**EXERCISE**
The data is to be set down once more, exactly as it reads.

(Stored data)
+++++
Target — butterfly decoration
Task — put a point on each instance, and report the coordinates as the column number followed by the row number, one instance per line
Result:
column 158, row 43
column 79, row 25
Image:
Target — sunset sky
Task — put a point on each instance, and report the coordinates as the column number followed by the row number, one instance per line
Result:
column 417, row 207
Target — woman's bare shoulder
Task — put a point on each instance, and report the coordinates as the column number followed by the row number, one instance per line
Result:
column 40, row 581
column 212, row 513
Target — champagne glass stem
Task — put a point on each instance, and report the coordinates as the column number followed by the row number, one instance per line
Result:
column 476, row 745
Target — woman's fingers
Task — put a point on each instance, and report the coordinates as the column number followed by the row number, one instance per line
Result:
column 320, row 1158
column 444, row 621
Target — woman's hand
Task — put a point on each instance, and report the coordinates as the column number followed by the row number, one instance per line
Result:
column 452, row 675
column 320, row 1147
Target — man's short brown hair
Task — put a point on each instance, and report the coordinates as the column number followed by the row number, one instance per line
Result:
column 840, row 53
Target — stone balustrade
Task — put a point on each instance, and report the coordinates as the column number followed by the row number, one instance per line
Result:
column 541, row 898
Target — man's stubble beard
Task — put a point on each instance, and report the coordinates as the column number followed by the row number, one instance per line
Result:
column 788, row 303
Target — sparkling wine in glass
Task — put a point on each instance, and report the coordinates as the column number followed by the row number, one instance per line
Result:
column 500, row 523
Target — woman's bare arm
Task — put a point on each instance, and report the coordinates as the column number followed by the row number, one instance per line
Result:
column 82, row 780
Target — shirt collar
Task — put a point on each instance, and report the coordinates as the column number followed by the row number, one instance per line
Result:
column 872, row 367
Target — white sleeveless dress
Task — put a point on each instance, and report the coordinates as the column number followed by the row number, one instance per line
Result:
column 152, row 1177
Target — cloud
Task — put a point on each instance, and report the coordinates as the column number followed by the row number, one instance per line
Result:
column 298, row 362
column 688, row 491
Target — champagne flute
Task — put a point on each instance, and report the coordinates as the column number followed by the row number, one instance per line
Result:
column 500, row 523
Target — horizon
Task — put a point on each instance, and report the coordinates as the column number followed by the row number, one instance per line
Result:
+++++
**WRITTEN ANSWER**
Target — butterfly decoration
Task — put a point on each instance, and report the coordinates as the column number followed by the row number, one instance per line
Result:
column 158, row 43
column 79, row 25
Image:
Target — sunset sky
Task — put a point on each instance, and report the coordinates as the column number followed by the row number, one instance per line
Result:
column 417, row 207
Target — woman's bare shoulder
Task — put a point on each instance, and report the coordinates as the column number followed by the row number, one instance per line
Result:
column 40, row 581
column 212, row 513
Target — champagne glass stem
Task — put a point on each instance, and report the coordinates as the column number followed by the row number, one instance per line
Result:
column 476, row 745
Target — woman's fingers
Task — put a point on each instance, and report the coordinates as the column number followed by the row number, one instance per line
Result:
column 320, row 1158
column 444, row 621
Target — woman's hand
Task — put a point on each instance, and report the coordinates as the column number followed by the row number, one instance per line
Result:
column 452, row 675
column 320, row 1147
Target — man's short brown hair
Task — put a point on each instance, and report the coordinates as the column number followed by the row number, one instance per line
Result:
column 840, row 53
Target — stone balustrade
Task — put a point on each instance, and report the coordinates as the column number followed by the row number, one instance per line
Result:
column 541, row 898
Target — man's stubble beard
Task — put a point on each instance, and report the coordinates as the column number followed by the row number, one instance per line
Result:
column 788, row 303
Target — sparkling wine in glass
Task — put a point on each instance, and report the coordinates as the column number followed by the row number, one instance per line
Result:
column 500, row 523
Target — woman's bare arm
Task — put a point on each instance, and report the coordinates as the column number followed by the row number, one instance per line
Result:
column 82, row 780
Target — shirt collar
Task — put a point on each instance, and report the coordinates as the column number followed by the row number, one instance per line
Result:
column 872, row 367
Target — white sleeveless dress
Task — put a point on each instance, and report the coordinates as the column number followed by the row number, one instance per line
Result:
column 152, row 1177
Target — cloud
Task — put a point on each instance, and report the coordinates as the column number followed by the row number, one instance per line
Result:
column 298, row 362
column 688, row 491
Target — champagne flute
Task — put a point on each instance, and report the coordinates as the column number followed by the row number, one instance per line
Result:
column 500, row 523
Target — horizon
Task — put a point on each instance, and report the coordinates as the column number followed by the row number, one instance per line
Result:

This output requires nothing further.